◆ Text
Evidence-Based Practice Guidelines and Systematic Reviews: little bit of reading, whole lot of reward!
What’s the #1 thing SLPs cite as a barrier to knowing the research evidence? Time constraints (Hoffman et al., 2013; Nail-Chewetalu & Ratner, 2006). And of course we can't magically gift ourselves several extra hours per week. But even saving a little time, with things like EBP guidelines (Fey, 2006), can help! Overall, reading EBP guidelines and systematic reviews is a whole lot more manageable than trying to learn something new by approaching the topic cold, attempting to search databases, and digging for relevant articles.
So, without further ado—our favorite resources for EBP Guidelines & Systematic Reviews:
ASHA Practice Portal (Speech–Language Pathology)
Similar to information you’d find in a newly-published textbook, but shorter. Represents a broad consensus on what we know about a certain topic to-date. A good place to start to make sure you know what you’re doing, but often not enough information for experienced clinicians.
ASHA’s Systematic Review Page (Speech–Language Pathology)
Nothing fancy, just links to good stuff!
Autism PDD’s EBP Guides (Autism)
Note that these are videos, and you have to create a login to view them. But it’s FREE!

◆ Data supplied
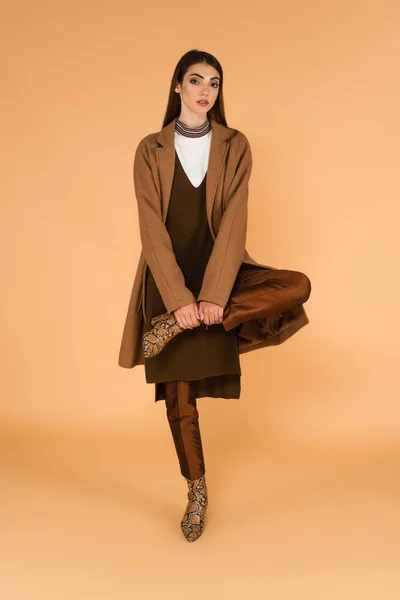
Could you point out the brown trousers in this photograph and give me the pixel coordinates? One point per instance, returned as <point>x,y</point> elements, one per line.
<point>183,418</point>
<point>256,293</point>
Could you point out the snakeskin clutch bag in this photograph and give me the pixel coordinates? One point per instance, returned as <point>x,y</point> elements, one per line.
<point>164,329</point>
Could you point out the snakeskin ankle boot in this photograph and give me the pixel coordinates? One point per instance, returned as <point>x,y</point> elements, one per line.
<point>192,522</point>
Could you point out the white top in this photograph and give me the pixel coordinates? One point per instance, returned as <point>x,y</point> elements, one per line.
<point>193,154</point>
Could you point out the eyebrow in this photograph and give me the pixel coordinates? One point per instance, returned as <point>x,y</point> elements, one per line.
<point>198,75</point>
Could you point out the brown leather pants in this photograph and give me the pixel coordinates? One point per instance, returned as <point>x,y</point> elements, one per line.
<point>183,418</point>
<point>259,293</point>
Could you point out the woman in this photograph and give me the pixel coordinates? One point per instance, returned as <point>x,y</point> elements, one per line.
<point>191,183</point>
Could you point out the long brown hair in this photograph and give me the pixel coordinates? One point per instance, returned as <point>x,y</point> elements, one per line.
<point>192,57</point>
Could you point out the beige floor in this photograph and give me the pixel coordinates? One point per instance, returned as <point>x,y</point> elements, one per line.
<point>97,517</point>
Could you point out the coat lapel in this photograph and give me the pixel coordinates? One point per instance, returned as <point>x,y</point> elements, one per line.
<point>165,156</point>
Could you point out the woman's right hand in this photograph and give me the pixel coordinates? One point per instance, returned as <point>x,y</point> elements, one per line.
<point>188,316</point>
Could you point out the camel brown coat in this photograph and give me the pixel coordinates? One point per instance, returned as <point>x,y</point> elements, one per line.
<point>228,174</point>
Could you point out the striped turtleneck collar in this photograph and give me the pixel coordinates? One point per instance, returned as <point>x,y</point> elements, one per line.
<point>183,129</point>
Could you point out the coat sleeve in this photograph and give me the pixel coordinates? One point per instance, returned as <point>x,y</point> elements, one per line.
<point>156,242</point>
<point>229,246</point>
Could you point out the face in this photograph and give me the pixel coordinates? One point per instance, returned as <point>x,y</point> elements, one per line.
<point>201,82</point>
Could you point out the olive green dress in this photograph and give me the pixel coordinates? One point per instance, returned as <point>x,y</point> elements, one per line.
<point>209,357</point>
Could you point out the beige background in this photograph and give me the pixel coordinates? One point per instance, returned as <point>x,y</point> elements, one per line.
<point>303,469</point>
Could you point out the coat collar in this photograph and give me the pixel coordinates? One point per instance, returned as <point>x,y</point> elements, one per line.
<point>165,155</point>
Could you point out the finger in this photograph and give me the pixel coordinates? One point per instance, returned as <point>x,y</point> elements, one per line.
<point>197,312</point>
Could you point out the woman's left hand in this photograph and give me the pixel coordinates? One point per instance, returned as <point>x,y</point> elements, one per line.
<point>210,313</point>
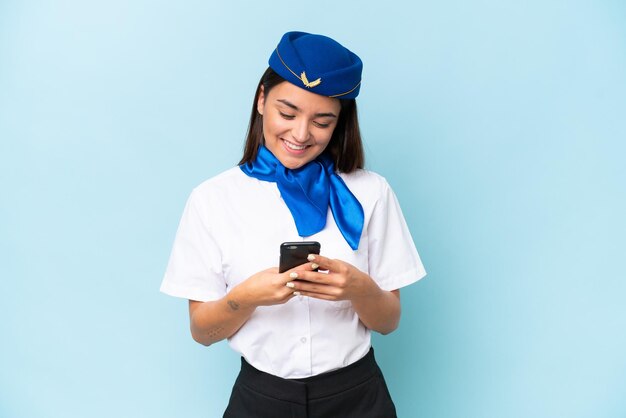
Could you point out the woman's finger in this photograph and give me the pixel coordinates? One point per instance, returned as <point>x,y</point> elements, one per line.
<point>323,263</point>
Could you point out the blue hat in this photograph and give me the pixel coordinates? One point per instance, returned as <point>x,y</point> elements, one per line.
<point>318,64</point>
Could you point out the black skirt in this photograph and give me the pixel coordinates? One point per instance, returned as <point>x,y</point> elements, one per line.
<point>358,390</point>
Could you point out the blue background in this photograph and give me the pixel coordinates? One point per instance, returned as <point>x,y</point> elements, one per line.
<point>500,125</point>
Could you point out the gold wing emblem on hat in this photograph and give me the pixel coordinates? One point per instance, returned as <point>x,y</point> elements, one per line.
<point>306,81</point>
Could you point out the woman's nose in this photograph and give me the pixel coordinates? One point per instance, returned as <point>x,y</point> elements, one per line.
<point>300,131</point>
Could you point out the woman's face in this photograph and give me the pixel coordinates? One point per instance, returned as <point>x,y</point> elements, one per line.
<point>297,124</point>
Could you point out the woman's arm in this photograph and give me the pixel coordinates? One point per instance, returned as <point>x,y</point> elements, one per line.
<point>378,309</point>
<point>214,321</point>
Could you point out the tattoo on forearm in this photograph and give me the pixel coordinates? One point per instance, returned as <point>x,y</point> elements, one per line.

◆ What is required
Reproduce the entire text about evidence-based practice resources word for word. The lines are separate material and have no connection to the text about evidence-based practice resources.

◆ Answer to this task
Evidence-Based Practice Guidelines and Systematic Reviews: little bit of reading, whole lot of reward!
What’s the #1 thing SLPs cite as a barrier to knowing the research evidence? Time constraints (Hoffman et al., 2013; Nail-Chewetalu & Ratner, 2006). And of course we can't magically gift ourselves several extra hours per week. But even saving a little time, with things like EBP guidelines (Fey, 2006), can help! Overall, reading EBP guidelines and systematic reviews is a whole lot more manageable than trying to learn something new by approaching the topic cold, attempting to search databases, and digging for relevant articles.
So, without further ado—our favorite resources for EBP Guidelines & Systematic Reviews:
ASHA Practice Portal (Speech–Language Pathology)
Similar to information you’d find in a newly-published textbook, but shorter. Represents a broad consensus on what we know about a certain topic to-date. A good place to start to make sure you know what you’re doing, but often not enough information for experienced clinicians.
ASHA’s Systematic Review Page (Speech–Language Pathology)
Nothing fancy, just links to good stuff!
Autism PDD’s EBP Guides (Autism)
Note that these are videos, and you have to create a login to view them. But it’s FREE!